» Texte choisi
■ ■ ■ ■
L’intrigue de Rebelle est donc celle de cette jeune Komona qui, à quatorze ans, raconte son histoire à un bébé qui grandit à l’intérieur d’elle. Déjà, la vision de cette jeune fillette mise enceinte par on ne sait trop qui est très difficile à imaginer. Mais armez vous, ce n’est qu’un début.
Komona raconte donc à son enfant son enrôlement parmi l’armée des enfants rebelles, ces jeunes armés de kalachnikov qui tuent sans réfléchir, drogués par une substance (qu’ils appellent la sève magique) que leur donnent les commandants adultes. Elle lui raconte ses visions, apportées entre autres par la drogue, qui la feront passer pour une sorcière, fardeau qu’elle devra porter pendant des années. Elle explique aussi sa rencontre avec le Magicien, ce jeune garçon albinos duquel elle tombera amoureux… Mais, la vie étant ce qu’elle est, l’idylle ne durera pas longtemps, et Komona devra subir les pires souffrances afin d’échapper à son passé d’enfant soldat. Car lorsqu’on tue, le sang est très difficile à laver de nos mains.
Vous aurez pu constater que Rebelle n’est pas une histoire d’amour à l’eau de rose. Ici, pas de grands dialogues, les yeux dans les yeux, suivis de longs baisers passionnés. On assiste plutôt à une lutte que livrent deux enfants pour se sortir de la guerre et trouver leur bonheur dans l’amour. Ce qui, dans le contexte, est plutôt impossible, et Komona l’apprendra à ses dépens.
Kim Nguyen, avec Rebelle, nous livre un scénario très travaillé et ficelé d’une manière incroyable. En effet, le plus grand défi de tout scénariste est de bien se renseigner, afin de ne pas commettre d’erreur. Et Nguyen n’a pas chômé. Rebelle est avant tout un récit d’une grande vérité. Le grand réalisme et la cruauté malheureusement réelle qui se dégagent des images du film rendent les protagonistes tellement attachants que Rebelle ne peut tout simplement pas nous laisser indifférents. Un film qui, par moments, est très difficile à regarder.
■ ■ ■ ■
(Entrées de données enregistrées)
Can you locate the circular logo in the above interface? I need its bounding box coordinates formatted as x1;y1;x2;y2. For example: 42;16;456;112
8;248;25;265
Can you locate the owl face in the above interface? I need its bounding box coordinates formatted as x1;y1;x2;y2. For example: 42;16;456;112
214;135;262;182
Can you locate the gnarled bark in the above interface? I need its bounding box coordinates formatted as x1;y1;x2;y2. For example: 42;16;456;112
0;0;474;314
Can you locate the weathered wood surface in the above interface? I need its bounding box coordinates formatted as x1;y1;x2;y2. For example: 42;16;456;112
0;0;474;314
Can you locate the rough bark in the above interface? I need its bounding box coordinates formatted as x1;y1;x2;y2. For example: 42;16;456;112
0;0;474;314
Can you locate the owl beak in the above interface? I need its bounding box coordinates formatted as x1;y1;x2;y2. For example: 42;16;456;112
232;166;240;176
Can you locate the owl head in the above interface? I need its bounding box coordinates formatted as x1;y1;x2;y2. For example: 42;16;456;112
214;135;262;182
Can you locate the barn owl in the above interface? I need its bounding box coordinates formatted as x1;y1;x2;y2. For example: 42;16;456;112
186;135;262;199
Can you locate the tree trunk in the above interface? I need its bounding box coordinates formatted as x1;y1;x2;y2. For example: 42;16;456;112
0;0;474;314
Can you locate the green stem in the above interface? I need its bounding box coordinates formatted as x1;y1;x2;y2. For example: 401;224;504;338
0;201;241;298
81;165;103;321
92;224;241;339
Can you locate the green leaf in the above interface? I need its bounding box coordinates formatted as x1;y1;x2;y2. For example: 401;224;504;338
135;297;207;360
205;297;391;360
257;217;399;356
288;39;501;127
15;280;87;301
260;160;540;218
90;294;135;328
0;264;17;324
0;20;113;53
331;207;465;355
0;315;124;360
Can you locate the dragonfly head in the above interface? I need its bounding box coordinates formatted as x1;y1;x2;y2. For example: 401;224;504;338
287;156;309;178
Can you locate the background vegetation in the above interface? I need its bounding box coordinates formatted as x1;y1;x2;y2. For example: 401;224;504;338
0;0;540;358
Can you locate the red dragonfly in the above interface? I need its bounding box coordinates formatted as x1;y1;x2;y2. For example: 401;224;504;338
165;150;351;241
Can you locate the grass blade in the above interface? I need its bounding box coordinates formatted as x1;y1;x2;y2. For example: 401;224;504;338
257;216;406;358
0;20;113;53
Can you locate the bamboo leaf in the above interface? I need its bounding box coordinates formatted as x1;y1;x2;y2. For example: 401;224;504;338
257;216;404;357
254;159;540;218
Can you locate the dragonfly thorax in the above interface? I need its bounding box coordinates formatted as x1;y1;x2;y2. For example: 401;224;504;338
■ ■ ■ ■
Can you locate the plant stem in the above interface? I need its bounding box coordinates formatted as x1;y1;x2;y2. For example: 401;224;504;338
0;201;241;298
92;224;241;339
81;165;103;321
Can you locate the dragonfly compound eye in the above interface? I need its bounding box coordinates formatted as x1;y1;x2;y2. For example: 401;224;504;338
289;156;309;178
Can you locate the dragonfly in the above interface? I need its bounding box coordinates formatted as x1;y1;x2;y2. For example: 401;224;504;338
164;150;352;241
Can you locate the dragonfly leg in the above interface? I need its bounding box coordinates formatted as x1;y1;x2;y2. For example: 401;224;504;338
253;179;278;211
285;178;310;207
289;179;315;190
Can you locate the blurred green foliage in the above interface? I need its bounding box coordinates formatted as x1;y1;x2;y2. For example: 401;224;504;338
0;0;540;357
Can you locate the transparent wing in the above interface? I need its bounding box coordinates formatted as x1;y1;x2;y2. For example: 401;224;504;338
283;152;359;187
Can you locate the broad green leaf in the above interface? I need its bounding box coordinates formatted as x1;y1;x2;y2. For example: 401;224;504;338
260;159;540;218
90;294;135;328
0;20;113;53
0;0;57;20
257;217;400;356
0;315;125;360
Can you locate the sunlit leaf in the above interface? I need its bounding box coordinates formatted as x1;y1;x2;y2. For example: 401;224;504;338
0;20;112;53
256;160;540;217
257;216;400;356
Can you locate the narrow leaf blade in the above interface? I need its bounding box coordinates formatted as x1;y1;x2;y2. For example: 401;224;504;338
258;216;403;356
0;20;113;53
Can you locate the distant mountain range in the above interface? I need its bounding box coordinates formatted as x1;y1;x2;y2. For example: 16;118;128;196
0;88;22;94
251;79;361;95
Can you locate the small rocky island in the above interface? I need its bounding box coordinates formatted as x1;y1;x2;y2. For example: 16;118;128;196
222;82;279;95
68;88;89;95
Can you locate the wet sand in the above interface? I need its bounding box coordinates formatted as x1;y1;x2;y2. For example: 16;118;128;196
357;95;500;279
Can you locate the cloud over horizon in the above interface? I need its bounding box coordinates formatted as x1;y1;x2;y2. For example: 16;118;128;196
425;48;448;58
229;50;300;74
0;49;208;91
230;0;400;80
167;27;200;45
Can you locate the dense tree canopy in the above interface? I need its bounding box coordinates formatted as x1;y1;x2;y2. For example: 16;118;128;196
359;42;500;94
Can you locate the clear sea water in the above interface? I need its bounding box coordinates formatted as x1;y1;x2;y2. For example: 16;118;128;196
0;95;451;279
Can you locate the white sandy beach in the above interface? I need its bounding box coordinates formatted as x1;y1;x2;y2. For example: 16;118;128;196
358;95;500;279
■ ■ ■ ■
» Consigne 1
Selon la critique de Rebelle, pourquoi le film ne peut-il pas laisser indifférent ? Répondez en une à trois phrases.
» Consigne 2
Dans la critique de Rebelle, quel nom les enfants rebelles donnent-ils à la substance que leur fournissent les commandants adultes ?

» Réponse rédigée 1
Le grand réalisme et la cruauté, malheureusement réelle, qui se dégagent des images du film rendent les protagonistes très attachants. C'est pour cette raison que Rebelle ne peut pas laisser indifférent.

» Réponse rédigée 2
Ils l'appellent la sève magique.